**What is being asked:** Recast every line of the items below as one numbered list, skipping blank lines and leaving out the pictures.

Items from a data source
--------

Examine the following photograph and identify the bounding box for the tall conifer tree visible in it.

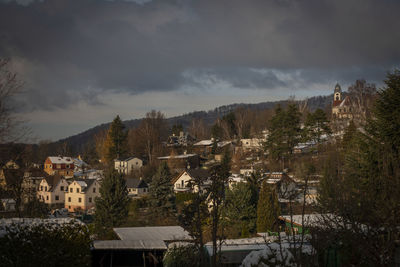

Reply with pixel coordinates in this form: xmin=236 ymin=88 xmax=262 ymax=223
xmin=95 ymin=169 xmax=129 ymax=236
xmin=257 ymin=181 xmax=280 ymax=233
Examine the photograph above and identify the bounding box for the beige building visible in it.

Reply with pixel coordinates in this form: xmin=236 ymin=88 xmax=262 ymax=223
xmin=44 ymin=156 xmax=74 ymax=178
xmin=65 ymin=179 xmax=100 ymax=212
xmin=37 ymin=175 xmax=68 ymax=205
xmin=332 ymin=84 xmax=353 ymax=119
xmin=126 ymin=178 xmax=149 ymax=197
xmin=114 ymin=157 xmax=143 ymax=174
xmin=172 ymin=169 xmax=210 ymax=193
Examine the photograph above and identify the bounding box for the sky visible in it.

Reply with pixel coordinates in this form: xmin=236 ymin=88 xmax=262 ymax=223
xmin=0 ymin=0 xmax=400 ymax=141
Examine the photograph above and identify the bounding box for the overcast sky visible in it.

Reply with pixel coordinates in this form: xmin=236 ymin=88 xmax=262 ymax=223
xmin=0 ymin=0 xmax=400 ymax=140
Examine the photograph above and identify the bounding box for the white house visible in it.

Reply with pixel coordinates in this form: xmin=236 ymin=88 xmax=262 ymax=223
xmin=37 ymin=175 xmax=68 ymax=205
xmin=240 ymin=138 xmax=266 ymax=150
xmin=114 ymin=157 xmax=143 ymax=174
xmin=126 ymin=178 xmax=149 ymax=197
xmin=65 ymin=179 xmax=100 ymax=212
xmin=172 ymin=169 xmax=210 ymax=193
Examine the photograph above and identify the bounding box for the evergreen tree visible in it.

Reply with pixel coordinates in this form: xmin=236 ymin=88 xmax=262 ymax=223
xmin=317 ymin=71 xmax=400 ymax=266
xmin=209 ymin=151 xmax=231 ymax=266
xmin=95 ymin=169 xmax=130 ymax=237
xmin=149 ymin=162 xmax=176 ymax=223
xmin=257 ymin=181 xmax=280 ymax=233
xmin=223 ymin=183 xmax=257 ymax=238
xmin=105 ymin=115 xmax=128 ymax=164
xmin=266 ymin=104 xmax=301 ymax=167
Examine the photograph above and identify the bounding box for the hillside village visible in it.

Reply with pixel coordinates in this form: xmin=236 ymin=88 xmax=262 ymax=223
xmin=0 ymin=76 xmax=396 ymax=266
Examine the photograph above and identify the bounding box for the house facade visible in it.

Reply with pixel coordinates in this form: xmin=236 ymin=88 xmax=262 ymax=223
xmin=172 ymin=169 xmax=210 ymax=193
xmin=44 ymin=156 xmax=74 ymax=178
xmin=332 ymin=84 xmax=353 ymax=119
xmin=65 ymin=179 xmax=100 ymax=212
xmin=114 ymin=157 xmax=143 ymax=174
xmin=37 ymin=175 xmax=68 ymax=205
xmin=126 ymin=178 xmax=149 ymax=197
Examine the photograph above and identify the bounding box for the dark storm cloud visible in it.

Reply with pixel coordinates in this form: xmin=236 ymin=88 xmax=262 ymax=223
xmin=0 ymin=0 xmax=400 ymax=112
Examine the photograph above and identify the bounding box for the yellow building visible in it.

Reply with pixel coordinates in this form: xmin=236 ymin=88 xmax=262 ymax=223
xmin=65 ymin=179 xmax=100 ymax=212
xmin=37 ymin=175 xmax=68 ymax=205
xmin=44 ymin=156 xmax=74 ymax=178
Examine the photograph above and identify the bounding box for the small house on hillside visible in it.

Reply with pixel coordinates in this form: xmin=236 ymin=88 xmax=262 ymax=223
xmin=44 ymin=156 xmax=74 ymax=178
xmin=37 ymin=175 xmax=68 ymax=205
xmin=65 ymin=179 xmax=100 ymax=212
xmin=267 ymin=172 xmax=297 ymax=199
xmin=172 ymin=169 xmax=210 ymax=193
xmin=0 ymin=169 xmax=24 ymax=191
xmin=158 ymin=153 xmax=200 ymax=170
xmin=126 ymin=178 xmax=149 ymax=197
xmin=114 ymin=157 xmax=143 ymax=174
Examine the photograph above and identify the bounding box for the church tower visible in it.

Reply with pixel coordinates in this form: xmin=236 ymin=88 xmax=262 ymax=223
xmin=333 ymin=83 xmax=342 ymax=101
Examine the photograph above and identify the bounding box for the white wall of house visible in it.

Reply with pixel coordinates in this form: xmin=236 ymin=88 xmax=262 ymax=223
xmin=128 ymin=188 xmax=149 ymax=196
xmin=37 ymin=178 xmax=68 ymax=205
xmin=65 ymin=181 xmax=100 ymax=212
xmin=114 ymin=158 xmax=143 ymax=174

--------

**Full solution:**
1. Examine the following photograph and identify the bounding box for the tall conifer tree visible in it.
2. Reply with pixel coordinates in this form: xmin=236 ymin=88 xmax=262 ymax=223
3. xmin=95 ymin=169 xmax=129 ymax=236
4. xmin=257 ymin=181 xmax=280 ymax=233
5. Examine the photograph above and identify the bounding box for the beige building visible in it.
6. Reply with pixel coordinates in this form: xmin=236 ymin=88 xmax=262 ymax=223
7. xmin=44 ymin=156 xmax=74 ymax=178
8. xmin=65 ymin=179 xmax=100 ymax=212
9. xmin=37 ymin=175 xmax=68 ymax=205
10. xmin=332 ymin=84 xmax=353 ymax=119
11. xmin=126 ymin=178 xmax=149 ymax=197
12. xmin=114 ymin=157 xmax=143 ymax=174
13. xmin=172 ymin=169 xmax=210 ymax=193
14. Examine the photograph above and identify the bounding box for the sky visible in it.
15. Reply with pixel coordinates in this form: xmin=236 ymin=88 xmax=262 ymax=223
16. xmin=0 ymin=0 xmax=400 ymax=141
17. Examine the photograph above and identify the bounding box for the overcast sky visible in it.
18. Reply with pixel coordinates in this form: xmin=236 ymin=88 xmax=262 ymax=223
19. xmin=0 ymin=0 xmax=400 ymax=140
20. Examine the photograph above and identify the bounding box for the white house visible in it.
21. Reply with pixel coordinates in this form: xmin=236 ymin=88 xmax=262 ymax=223
22. xmin=37 ymin=175 xmax=68 ymax=205
23. xmin=240 ymin=138 xmax=266 ymax=150
24. xmin=114 ymin=157 xmax=143 ymax=174
25. xmin=126 ymin=178 xmax=149 ymax=197
26. xmin=65 ymin=179 xmax=100 ymax=212
27. xmin=172 ymin=169 xmax=210 ymax=193
28. Examine the photograph above and identify the bounding box for the evergreen tree visible in it.
29. Reply with pixel coordinates in this form: xmin=236 ymin=88 xmax=262 ymax=223
30. xmin=317 ymin=71 xmax=400 ymax=266
31. xmin=209 ymin=151 xmax=231 ymax=266
32. xmin=95 ymin=169 xmax=130 ymax=237
33. xmin=149 ymin=162 xmax=176 ymax=223
34. xmin=257 ymin=181 xmax=280 ymax=233
35. xmin=223 ymin=183 xmax=257 ymax=238
36. xmin=105 ymin=115 xmax=128 ymax=164
37. xmin=266 ymin=104 xmax=301 ymax=167
38. Examine the photograph above and identify the bounding box for the hillside village visible in it.
39. Reply with pixel coordinates in this form: xmin=236 ymin=88 xmax=262 ymax=223
40. xmin=0 ymin=76 xmax=396 ymax=266
41. Examine the photograph above and identify the bounding box for the house facade visible in it.
42. Reply with pixel coordinates in this form: xmin=236 ymin=88 xmax=262 ymax=223
43. xmin=172 ymin=169 xmax=210 ymax=193
44. xmin=44 ymin=156 xmax=74 ymax=178
45. xmin=332 ymin=84 xmax=353 ymax=119
46. xmin=65 ymin=179 xmax=100 ymax=212
47. xmin=114 ymin=157 xmax=143 ymax=174
48. xmin=37 ymin=175 xmax=68 ymax=205
49. xmin=126 ymin=178 xmax=149 ymax=197
50. Examine the photograph above and identify the bounding box for the dark storm cloud visible in it.
51. Reply with pixel coordinates in this form: xmin=236 ymin=88 xmax=262 ymax=223
52. xmin=0 ymin=0 xmax=400 ymax=112
53. Examine the photograph above and identify the bounding box for the yellow building visible in it.
54. Reply with pixel coordinates in this form: xmin=236 ymin=88 xmax=262 ymax=223
55. xmin=65 ymin=179 xmax=100 ymax=212
56. xmin=37 ymin=175 xmax=68 ymax=205
57. xmin=44 ymin=156 xmax=74 ymax=178
58. Examine the photograph above and identify the bounding box for the small house on hillside visible in it.
59. Reply with pixel coordinates in this form: xmin=236 ymin=88 xmax=262 ymax=223
60. xmin=44 ymin=156 xmax=74 ymax=178
61. xmin=37 ymin=175 xmax=68 ymax=205
62. xmin=65 ymin=179 xmax=100 ymax=212
63. xmin=267 ymin=172 xmax=297 ymax=199
64. xmin=172 ymin=169 xmax=210 ymax=193
65. xmin=0 ymin=169 xmax=24 ymax=191
66. xmin=158 ymin=153 xmax=200 ymax=170
67. xmin=126 ymin=178 xmax=149 ymax=197
68. xmin=114 ymin=157 xmax=143 ymax=174
69. Examine the photograph above and identify the bounding box for the church tower visible in it.
70. Reply with pixel coordinates in this form: xmin=236 ymin=88 xmax=262 ymax=223
71. xmin=333 ymin=83 xmax=342 ymax=101
72. Examine the photograph above and identify the bounding box for the white wall of house visible in it.
73. Reply with pixel coordinates in this form: xmin=236 ymin=88 xmax=262 ymax=223
74. xmin=128 ymin=188 xmax=149 ymax=196
75. xmin=37 ymin=178 xmax=68 ymax=205
76. xmin=65 ymin=181 xmax=100 ymax=212
77. xmin=114 ymin=158 xmax=143 ymax=174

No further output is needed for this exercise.